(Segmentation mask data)
BEGIN

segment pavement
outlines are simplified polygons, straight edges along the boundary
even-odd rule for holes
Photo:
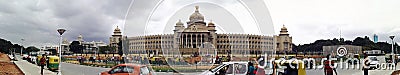
[[[25,75],[40,75],[40,67],[29,63],[26,60],[22,60],[21,56],[16,55],[18,61],[14,61],[14,63],[24,72]],[[57,75],[56,72],[52,72],[50,70],[43,70],[44,75]]]

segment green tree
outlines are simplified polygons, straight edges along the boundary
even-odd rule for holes
[[[99,53],[106,54],[106,51],[111,52],[112,51],[112,47],[111,46],[101,46],[101,47],[99,47]]]
[[[80,45],[79,41],[72,41],[72,43],[69,45],[69,49],[74,53],[82,53],[83,46]]]
[[[40,51],[39,48],[36,48],[35,46],[29,46],[28,48],[26,48],[23,53],[29,53],[29,52],[37,52]]]

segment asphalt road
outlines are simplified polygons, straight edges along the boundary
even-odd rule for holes
[[[62,75],[97,75],[110,68],[90,67],[70,63],[61,63]]]
[[[70,63],[61,64],[61,73],[63,75],[97,75],[100,72],[110,70],[110,68],[83,66]],[[155,75],[197,75],[198,73],[172,73],[156,72]]]

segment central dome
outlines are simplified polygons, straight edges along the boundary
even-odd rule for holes
[[[199,13],[199,6],[195,6],[195,8],[196,11],[192,15],[190,15],[190,22],[203,22],[204,16]]]

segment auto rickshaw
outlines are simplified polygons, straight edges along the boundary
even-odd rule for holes
[[[160,56],[151,57],[149,61],[151,64],[163,64],[163,65],[167,64],[164,57],[160,57]]]
[[[47,68],[49,70],[58,70],[58,65],[59,65],[59,57],[58,56],[47,56]]]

END

• **Instructions to follow**
Word for word, return the entries above, but without any pictures.

• **Result**
segment pavement
outlines are simplified polygons, straight edges along the boundary
even-odd rule for holes
Photo:
[[[25,75],[40,75],[40,67],[29,63],[26,60],[22,60],[21,56],[16,55],[18,61],[14,61],[14,63],[24,72]],[[57,75],[56,72],[52,72],[50,70],[43,70],[44,75]]]

segment green tree
outlines are simplified polygons, straight edges along the boundary
even-odd rule for holes
[[[99,53],[106,54],[106,51],[111,52],[112,51],[112,47],[111,46],[101,46],[101,47],[99,47]]]
[[[80,45],[79,41],[72,41],[72,43],[69,45],[69,49],[74,53],[82,53],[83,46]]]
[[[40,51],[39,48],[36,48],[35,46],[29,46],[28,48],[26,48],[23,53],[29,53],[29,52],[37,52]]]

segment asphalt road
outlines are simplified polygons, straight edges along the boundary
even-odd rule for holes
[[[62,75],[97,75],[110,68],[90,67],[70,63],[61,63]]]
[[[70,63],[61,64],[61,73],[63,75],[97,75],[100,72],[110,70],[110,68],[83,66]],[[155,75],[197,75],[198,73],[172,73],[156,72]]]

segment central dome
outlines are simplified polygons, straight edges along the boundary
even-odd rule for holes
[[[199,13],[199,6],[195,6],[195,8],[196,11],[192,15],[190,15],[190,22],[203,22],[204,16]]]

segment auto rickshaw
outlines are simplified polygons, straight edges along the boundary
even-odd rule for holes
[[[160,56],[151,57],[149,61],[151,64],[163,64],[163,65],[167,64],[164,57],[160,57]]]
[[[47,68],[49,70],[58,70],[58,65],[59,65],[59,57],[58,56],[47,56]]]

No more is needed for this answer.